## Directions
Pull out every line of the records that contains the string "Query", matching case exactly.

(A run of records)
****************************************

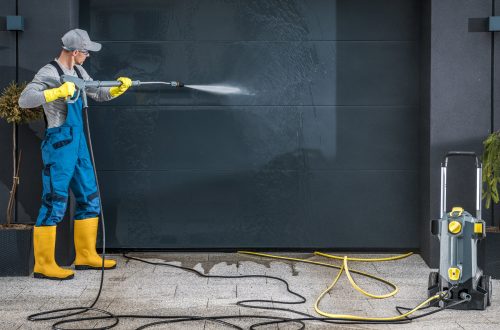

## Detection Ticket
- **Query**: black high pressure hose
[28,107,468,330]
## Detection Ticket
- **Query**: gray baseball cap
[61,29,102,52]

****************************************

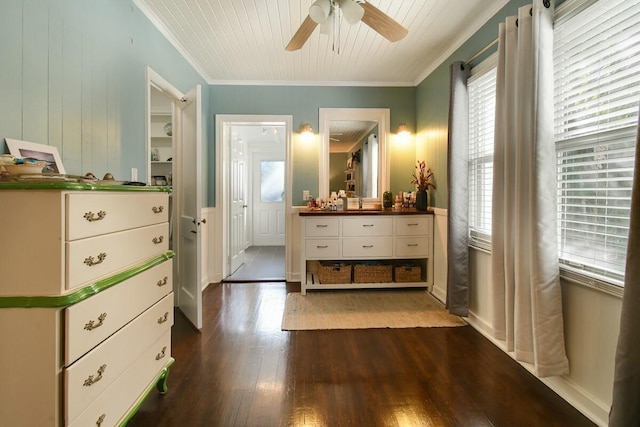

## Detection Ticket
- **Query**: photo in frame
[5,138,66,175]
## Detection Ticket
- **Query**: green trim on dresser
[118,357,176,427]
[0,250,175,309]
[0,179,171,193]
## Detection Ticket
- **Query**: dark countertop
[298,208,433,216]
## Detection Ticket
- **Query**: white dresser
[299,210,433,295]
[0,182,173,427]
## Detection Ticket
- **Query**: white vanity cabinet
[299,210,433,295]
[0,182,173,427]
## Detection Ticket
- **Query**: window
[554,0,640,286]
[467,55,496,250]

****************************************

## Solution to this task
- **Query**: black high pressure hose
- **Query**: gray baseball cap
- **Query**: photo in frame
- **Query**: green trim on dresser
- **Query**: dark countertop
- **Query**: white dresser
- **Query**: white vanity cabinet
- **Query**: window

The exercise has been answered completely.